--- EXTRACTED MATERIAL ---

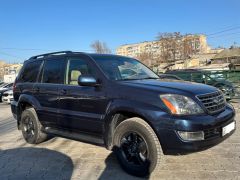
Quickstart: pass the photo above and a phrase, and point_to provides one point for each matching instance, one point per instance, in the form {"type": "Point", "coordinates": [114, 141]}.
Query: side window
{"type": "Point", "coordinates": [53, 71]}
{"type": "Point", "coordinates": [77, 67]}
{"type": "Point", "coordinates": [30, 72]}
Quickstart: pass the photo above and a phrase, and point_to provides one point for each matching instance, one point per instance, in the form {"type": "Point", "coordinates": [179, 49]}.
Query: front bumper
{"type": "Point", "coordinates": [211, 125]}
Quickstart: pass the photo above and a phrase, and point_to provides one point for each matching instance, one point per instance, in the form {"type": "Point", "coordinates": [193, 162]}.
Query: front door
{"type": "Point", "coordinates": [46, 91]}
{"type": "Point", "coordinates": [81, 108]}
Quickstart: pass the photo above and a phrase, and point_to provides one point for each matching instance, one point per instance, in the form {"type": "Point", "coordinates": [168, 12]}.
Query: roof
{"type": "Point", "coordinates": [235, 52]}
{"type": "Point", "coordinates": [62, 53]}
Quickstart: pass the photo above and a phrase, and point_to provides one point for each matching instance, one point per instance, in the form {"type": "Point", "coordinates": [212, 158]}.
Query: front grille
{"type": "Point", "coordinates": [213, 102]}
{"type": "Point", "coordinates": [212, 133]}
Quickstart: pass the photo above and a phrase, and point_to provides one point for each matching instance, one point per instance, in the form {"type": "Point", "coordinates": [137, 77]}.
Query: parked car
{"type": "Point", "coordinates": [7, 96]}
{"type": "Point", "coordinates": [5, 87]}
{"type": "Point", "coordinates": [205, 77]}
{"type": "Point", "coordinates": [139, 116]}
{"type": "Point", "coordinates": [1, 83]}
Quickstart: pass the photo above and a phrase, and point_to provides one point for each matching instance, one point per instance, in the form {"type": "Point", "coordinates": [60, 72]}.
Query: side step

---

EXERCISE REQUIREMENTS
The answer must be the full listing, exact in every line, with the pictures removed.

SOLUTION FOR THIS TASK
Quickstart: pass the photo above and a phrase, and point_to provides one point for each matching instance, one point per instance, in the form {"type": "Point", "coordinates": [114, 141]}.
Query: side window
{"type": "Point", "coordinates": [53, 71]}
{"type": "Point", "coordinates": [77, 67]}
{"type": "Point", "coordinates": [30, 72]}
Quickstart: pass the photo above and a phrase, and point_to provides one point for each matching instance, one point per instance, in the form {"type": "Point", "coordinates": [179, 49]}.
Query: front bumper
{"type": "Point", "coordinates": [211, 125]}
Quickstart: pass the photo above and a phrase, and point_to provides one point for each matching instance, one point per instance, in the form {"type": "Point", "coordinates": [193, 162]}.
Query: front door
{"type": "Point", "coordinates": [46, 91]}
{"type": "Point", "coordinates": [81, 108]}
Quickstart: pass the photo above and a phrase, and point_to provides one point for each matching instance, one point per instance, in the form {"type": "Point", "coordinates": [168, 12]}.
Query: roof
{"type": "Point", "coordinates": [235, 52]}
{"type": "Point", "coordinates": [62, 53]}
Quickstart: pass the photo above and a phrase, and point_to provides one point for each matching instance, one point per instance, in the form {"type": "Point", "coordinates": [212, 158]}.
Query: front grille
{"type": "Point", "coordinates": [213, 102]}
{"type": "Point", "coordinates": [212, 133]}
Quickstart: pass the photo above and a phrase, and point_to provides one point for each matching instance, one point per instance, in the form {"type": "Point", "coordinates": [137, 77]}.
Query: parked car
{"type": "Point", "coordinates": [7, 96]}
{"type": "Point", "coordinates": [5, 87]}
{"type": "Point", "coordinates": [205, 77]}
{"type": "Point", "coordinates": [139, 116]}
{"type": "Point", "coordinates": [1, 83]}
Quickstart: pass the photo above and a phrase, and point_to provides one point for each matching instance, one point per instance, in the form {"type": "Point", "coordinates": [60, 72]}.
Query: side step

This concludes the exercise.